=== QUOTED PASSAGE ===
◆ ◆ ◆

Created by Chef Thomas

Fresh cod or haddock in crisp, golden beer batter with proper twice-cooked chips, mushy peas, and a sharp homemade tartare sauce. The Friday evening ritual, done right in your own kitchen.

Main Dishes
British
Weeknight
Comfort Food
30 min
Active Time
45 min cook1 hr 15 min total
Yield4 servings

Friday evening. The oil is hot, the kitchen windows have fogged over, and something golden is about to come out of the pan. There's a particular satisfaction in making fish and chips at home that has nothing to do with improving on the chip shop. The chip shop is its own institution and I wouldn't touch it. But this is different. This is yours: your kitchen, your batter, your chips cut the way you like them, fish from the fishmonger who told you what came in this morning.

The fish matters more than anything else here. A thick fillet of haddock or cod, properly fresh, with that clean sea smell and firm flesh that holds together in the batter without complaint. If the fish isn't right, no amount of crunch will save you. Go to the fishmonger. Ask what's good. The market decides.

◆ ◆ ◆

=== WORK TO COMPLETE ===
a: Reproduce the recipe introduction word for word, from "Created by Chef" up to and including "your own kitchen.".
b: Quote the records line for line, omitting the pictures.
The recipe introduction has no connection to the records.

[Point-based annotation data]
◆ ◆ ◆

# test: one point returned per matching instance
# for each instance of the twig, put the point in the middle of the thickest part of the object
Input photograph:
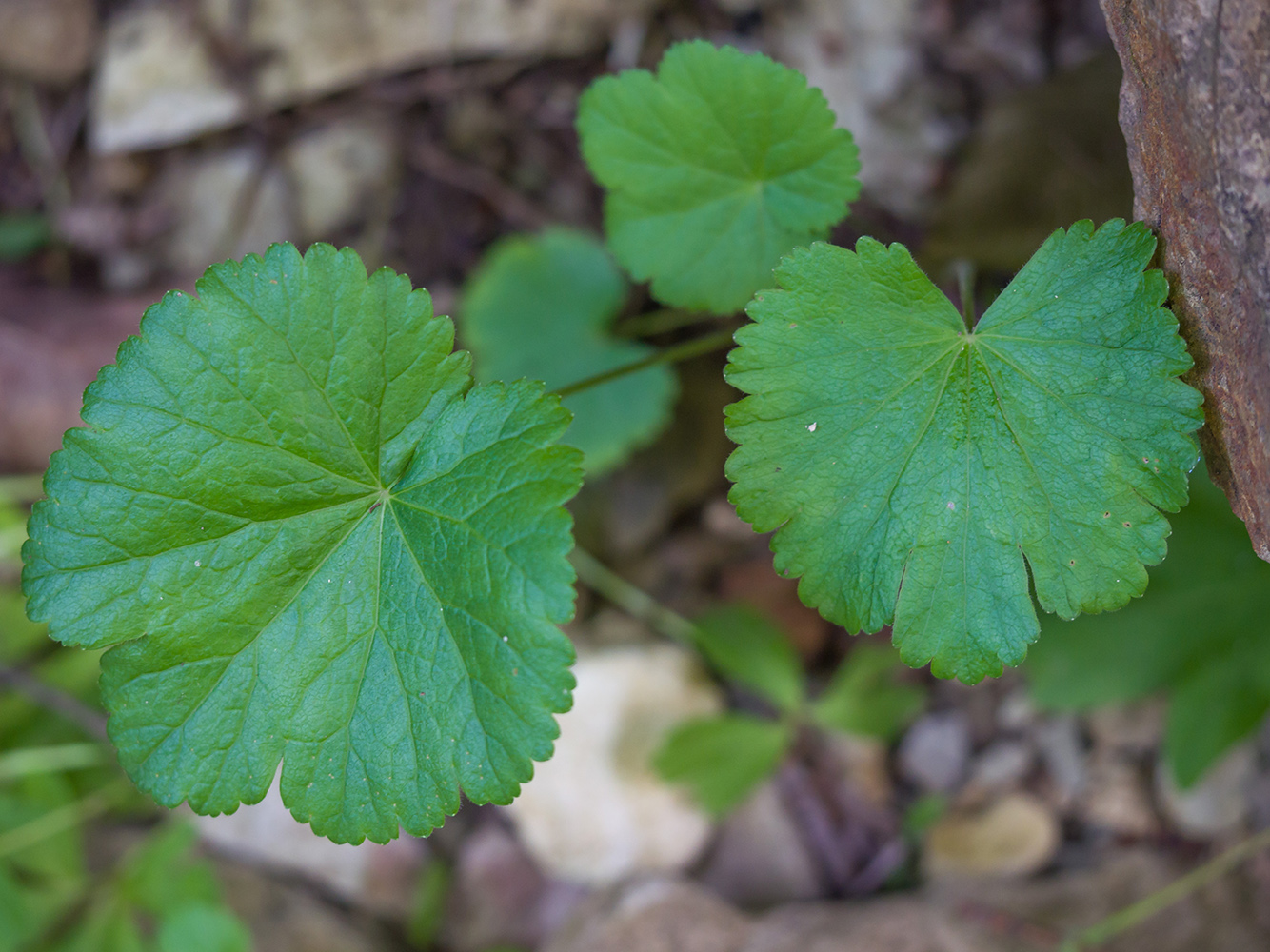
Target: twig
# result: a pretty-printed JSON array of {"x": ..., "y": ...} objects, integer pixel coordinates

◆ ◆ ◆

=== ANSWERS ===
a:
Created by Chef Thomas

Fresh cod or haddock in crisp, golden beer batter with proper twice-cooked chips, mushy peas, and a sharp homemade tartare sauce. The Friday evening ritual, done right in your own kitchen.

b:
# test: one point returned per matching instance
# for each instance of the twig, put the point in the middle of the thickest part of the object
Input photograph:
Target: twig
# result: a pretty-printed JSON array of {"x": ..., "y": ...} objects, integer pixel coordinates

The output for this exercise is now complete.